* Try it: Everything from the line with "Where can the black" to the end of the data below must be returned exactly as it is, and nothing besides.
Provided material: Begin
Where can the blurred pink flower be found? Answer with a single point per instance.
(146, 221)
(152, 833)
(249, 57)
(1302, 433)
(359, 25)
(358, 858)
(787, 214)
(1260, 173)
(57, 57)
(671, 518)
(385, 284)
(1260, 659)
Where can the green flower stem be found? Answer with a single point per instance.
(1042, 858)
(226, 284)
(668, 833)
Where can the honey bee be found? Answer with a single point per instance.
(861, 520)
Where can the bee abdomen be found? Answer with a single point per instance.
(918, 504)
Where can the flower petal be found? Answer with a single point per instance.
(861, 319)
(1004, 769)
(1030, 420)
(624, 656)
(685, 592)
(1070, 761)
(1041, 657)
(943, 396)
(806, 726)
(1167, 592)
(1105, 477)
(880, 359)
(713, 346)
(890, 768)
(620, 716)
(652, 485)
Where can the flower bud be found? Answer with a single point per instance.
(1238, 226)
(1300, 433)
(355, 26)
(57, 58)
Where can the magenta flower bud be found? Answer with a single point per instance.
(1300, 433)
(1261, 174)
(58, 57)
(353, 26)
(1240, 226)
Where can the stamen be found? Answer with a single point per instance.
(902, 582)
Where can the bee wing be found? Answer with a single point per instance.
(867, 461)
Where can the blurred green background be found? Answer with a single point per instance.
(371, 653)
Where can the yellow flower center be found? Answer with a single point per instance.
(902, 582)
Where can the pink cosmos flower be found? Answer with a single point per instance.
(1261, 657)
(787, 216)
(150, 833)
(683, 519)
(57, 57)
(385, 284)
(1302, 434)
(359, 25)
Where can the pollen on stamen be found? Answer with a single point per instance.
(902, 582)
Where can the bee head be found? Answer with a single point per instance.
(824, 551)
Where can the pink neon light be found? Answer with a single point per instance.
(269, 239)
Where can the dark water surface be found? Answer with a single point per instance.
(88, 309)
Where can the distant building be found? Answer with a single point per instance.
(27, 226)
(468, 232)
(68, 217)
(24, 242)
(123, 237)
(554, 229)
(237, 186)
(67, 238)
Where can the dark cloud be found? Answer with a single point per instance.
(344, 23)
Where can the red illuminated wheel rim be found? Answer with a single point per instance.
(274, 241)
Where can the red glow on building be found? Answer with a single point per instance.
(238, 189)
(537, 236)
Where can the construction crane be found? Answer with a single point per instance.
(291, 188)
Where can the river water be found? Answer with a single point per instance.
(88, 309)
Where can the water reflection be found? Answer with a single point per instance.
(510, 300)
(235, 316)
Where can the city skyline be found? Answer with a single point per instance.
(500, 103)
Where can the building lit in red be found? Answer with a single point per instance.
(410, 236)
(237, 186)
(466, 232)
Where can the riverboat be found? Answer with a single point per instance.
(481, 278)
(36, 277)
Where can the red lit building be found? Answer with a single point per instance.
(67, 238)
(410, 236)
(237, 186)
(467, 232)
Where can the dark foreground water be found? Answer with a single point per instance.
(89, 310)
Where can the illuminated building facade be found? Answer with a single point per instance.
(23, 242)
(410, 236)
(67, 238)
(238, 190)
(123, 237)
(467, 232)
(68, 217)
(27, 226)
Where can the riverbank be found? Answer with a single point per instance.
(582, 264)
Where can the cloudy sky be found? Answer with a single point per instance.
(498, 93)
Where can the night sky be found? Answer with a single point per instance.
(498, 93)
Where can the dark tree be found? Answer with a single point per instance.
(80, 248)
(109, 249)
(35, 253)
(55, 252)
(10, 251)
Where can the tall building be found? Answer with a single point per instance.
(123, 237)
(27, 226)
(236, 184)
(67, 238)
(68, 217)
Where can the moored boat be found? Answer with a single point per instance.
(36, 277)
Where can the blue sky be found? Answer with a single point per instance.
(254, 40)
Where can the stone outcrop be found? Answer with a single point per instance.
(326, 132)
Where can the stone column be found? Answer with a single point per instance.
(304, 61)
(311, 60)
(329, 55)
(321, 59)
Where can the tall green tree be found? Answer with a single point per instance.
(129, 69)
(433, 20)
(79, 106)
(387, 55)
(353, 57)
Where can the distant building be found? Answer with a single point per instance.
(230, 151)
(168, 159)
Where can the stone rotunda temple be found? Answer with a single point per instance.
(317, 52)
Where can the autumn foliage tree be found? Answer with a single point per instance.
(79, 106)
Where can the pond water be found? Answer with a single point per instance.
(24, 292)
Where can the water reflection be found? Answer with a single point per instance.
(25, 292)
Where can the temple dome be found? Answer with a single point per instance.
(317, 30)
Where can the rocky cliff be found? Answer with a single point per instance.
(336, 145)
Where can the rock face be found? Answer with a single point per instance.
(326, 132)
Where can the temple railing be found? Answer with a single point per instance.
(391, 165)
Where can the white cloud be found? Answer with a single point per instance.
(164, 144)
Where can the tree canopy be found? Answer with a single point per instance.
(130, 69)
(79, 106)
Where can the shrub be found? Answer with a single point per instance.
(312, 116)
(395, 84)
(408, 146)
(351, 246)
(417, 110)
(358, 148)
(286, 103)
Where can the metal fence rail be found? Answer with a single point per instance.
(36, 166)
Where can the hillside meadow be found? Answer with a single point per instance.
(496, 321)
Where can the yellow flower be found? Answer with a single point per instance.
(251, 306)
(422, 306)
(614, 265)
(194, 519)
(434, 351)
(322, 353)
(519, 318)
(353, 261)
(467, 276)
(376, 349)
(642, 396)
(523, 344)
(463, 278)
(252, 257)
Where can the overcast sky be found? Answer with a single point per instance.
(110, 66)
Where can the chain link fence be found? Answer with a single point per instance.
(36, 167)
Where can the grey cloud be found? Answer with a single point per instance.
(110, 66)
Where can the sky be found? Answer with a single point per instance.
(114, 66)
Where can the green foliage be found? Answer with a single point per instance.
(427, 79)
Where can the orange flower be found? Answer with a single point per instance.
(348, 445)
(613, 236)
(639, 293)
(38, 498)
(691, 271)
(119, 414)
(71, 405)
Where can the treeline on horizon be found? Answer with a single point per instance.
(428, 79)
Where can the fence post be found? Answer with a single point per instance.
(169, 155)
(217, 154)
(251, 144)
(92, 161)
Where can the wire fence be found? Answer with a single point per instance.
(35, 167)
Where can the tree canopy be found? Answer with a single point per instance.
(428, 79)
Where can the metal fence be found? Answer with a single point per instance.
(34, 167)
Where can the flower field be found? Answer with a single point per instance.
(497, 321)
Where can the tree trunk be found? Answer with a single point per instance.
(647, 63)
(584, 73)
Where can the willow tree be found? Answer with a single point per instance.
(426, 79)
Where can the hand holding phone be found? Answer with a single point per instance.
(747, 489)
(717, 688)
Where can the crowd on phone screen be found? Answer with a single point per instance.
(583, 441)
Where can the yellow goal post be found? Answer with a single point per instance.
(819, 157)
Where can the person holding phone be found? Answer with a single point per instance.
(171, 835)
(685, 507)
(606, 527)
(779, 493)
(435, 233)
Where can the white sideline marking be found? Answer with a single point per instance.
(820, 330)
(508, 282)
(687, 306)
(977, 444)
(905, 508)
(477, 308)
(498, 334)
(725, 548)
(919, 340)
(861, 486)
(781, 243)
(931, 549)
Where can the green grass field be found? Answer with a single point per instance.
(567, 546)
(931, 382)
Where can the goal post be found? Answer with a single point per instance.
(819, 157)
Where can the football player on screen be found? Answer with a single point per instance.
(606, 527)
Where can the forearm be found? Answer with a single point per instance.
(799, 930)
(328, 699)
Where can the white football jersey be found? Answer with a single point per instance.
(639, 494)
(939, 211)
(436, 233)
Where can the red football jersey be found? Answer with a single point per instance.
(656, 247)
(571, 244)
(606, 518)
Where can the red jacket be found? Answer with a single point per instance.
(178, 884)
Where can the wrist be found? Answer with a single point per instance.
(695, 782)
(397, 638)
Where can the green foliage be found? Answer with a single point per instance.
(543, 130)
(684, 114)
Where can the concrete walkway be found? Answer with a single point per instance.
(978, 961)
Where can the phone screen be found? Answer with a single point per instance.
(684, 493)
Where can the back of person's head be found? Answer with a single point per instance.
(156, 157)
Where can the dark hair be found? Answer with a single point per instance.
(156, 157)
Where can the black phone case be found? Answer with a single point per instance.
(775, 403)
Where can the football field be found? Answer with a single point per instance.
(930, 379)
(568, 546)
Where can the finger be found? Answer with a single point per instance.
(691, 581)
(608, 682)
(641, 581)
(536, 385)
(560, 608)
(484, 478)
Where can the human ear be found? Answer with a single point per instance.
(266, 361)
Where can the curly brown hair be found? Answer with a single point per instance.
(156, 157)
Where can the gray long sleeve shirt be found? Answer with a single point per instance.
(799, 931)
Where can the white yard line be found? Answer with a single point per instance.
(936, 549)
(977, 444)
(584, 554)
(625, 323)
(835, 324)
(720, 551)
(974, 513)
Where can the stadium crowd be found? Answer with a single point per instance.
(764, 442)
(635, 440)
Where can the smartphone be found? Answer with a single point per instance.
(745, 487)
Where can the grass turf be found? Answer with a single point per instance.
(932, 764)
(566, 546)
Provided material: End
* Task answer:
Where can the black phone case be found? Answer with a single point per instance.
(775, 403)
Where can the football field be found? Answer with a single point per instance.
(930, 379)
(568, 546)
Where can the finger be found? Answer with a single point per instance.
(691, 581)
(608, 682)
(641, 581)
(536, 385)
(560, 608)
(484, 478)
Where can the human ear be found? Answer with a single point per instance.
(266, 361)
Where can the curly brown hair be found? Answer with a single point per instance.
(156, 157)
Where can the gray long sleeve shirt be found? Answer with a single point per instance.
(799, 931)
Where can the white yard line be found? Answer with a single point per instance.
(936, 549)
(977, 444)
(584, 554)
(625, 323)
(835, 324)
(720, 551)
(974, 513)
Where can the stadium crowd be found? Answer with a single point per instance.
(764, 442)
(635, 440)
Where can the smartphone be found? Answer with a single point per instance.
(745, 487)
Where can the grass turf be found? Answer with a single point per instance.
(932, 764)
(566, 546)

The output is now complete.